| STATED PROBLEM 1 |
Please identify every line in the records that contains the word "rock" and copy each one. Case counts.

| DOCUMENT EXTRACT |
####################
Which shows >10x more tasks.

Am I doing something wrong here?

maartenbreddels avatar Jan 21 '21 08:01 maartenbreddels

A small fraction of the calls have to wait for the GIL before returning, and therefore take more than 10 ms.

@pitrou Just curious why you think 10ms, I'd guess 5ms from the default of sys.getswitchinterval

System calls like socket.send release the GIL so tend to attract GIL switches on them, which is why they can look so costly :-)

I've been thinking a bit what the best way is to describe why it is/looks so costly. Would you agree that it's not perse the GIL switch that is costly (e.g the thread context switch is relatively cheap), but that often releasing the GIL in a thread within 5ms, while other threads don't do that (like running pure Python code) will lead that thread too often having to wait for the GIL.

"what is taking time and making things slow?"

I think it is the attempt to return from the (Python) send function, which tries to obtain the GIL. The (Python) send function released the GIL, does the send syscall, which returns in 1us, but wanting to return to Python land, it first needs to acquire the GIL. If other threads are not as eager to release the GIL (such as pure Python code, which will do that only after 5ms, or a long running c-function that does not release the GIL), send will effectively take 5ms.
####################
| STATED PROBLEM 2 |
In the forum excerpt on GIL contention, why can Python's send function effectively take 5 ms even though the send syscall returns in about 1 µs? Answer in one to three sentences.

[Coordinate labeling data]
####################
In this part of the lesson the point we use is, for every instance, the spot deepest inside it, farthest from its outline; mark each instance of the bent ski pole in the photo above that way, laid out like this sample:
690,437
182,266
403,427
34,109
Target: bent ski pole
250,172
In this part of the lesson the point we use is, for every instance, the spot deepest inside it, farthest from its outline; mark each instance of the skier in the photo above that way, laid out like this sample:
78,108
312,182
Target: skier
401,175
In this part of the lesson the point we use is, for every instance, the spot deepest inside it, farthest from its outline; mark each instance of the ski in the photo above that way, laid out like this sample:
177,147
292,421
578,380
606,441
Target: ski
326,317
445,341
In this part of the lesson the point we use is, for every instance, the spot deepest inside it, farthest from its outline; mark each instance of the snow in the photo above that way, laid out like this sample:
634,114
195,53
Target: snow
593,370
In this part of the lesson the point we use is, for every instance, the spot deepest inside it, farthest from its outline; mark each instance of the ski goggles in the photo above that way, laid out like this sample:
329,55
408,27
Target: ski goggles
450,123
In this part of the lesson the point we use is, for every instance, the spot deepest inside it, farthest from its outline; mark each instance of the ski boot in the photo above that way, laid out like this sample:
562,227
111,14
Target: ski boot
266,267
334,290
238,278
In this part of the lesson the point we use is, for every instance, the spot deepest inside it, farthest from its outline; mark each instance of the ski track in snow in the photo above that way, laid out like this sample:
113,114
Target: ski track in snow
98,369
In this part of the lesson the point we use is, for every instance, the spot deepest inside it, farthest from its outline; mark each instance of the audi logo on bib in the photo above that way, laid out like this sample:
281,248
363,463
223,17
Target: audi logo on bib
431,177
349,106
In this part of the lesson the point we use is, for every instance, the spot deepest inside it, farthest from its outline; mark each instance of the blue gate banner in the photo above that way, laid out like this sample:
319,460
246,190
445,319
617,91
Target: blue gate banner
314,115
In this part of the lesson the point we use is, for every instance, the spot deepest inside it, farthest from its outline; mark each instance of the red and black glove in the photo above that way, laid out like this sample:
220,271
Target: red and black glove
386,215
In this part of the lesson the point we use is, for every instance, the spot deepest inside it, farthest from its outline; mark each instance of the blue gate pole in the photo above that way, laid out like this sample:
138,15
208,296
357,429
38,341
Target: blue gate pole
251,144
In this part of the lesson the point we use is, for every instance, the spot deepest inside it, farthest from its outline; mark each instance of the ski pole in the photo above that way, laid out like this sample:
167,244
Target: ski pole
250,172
####################
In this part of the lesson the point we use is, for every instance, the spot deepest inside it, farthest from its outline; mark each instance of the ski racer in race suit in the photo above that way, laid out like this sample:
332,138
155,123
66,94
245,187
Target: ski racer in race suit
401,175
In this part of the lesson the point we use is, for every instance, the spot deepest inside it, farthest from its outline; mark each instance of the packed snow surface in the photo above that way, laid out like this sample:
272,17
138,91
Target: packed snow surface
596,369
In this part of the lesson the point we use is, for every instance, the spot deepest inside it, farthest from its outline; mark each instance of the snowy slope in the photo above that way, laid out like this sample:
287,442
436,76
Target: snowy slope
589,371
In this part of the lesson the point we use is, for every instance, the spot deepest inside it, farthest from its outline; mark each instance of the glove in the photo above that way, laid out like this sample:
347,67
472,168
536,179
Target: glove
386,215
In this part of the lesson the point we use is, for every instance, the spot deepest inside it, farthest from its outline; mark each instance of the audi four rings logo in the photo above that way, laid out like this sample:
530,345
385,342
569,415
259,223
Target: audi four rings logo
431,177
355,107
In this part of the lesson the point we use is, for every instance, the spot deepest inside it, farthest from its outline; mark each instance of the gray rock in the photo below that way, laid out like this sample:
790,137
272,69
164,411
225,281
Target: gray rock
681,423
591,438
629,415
####################
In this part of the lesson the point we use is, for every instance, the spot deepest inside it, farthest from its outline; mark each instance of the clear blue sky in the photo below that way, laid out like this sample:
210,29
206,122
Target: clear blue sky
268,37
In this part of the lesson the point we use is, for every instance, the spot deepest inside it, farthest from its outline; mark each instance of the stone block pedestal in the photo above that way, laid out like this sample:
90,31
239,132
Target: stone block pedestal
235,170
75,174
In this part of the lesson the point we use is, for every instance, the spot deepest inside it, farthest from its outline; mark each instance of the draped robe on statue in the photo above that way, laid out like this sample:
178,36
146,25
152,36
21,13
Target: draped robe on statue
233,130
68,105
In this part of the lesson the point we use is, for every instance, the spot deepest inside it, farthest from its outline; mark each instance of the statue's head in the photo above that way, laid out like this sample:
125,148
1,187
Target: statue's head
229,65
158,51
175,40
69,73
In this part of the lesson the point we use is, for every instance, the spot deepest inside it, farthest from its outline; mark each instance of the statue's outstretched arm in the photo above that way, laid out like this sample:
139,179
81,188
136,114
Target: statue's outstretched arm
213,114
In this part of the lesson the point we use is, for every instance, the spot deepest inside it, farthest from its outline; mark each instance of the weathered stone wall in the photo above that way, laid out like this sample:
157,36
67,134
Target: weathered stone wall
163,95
####################
| RESULT 1 |
In this part of the lesson the point we use is, for every instance, the spot deepest inside it, farthest from its outline; mark each instance of the gray rock in the photo below that way, laid out like this sample:
Target: gray rock

| RESULT 2 |
The send function releases the GIL for the syscall, but it must acquire the GIL again before returning to Python. If other threads hold the GIL and are slow to release it, send has to wait and effectively takes 5 ms. Such threads include pure Python code, which releases it only after 5 ms, or a long-running C function that does not release it.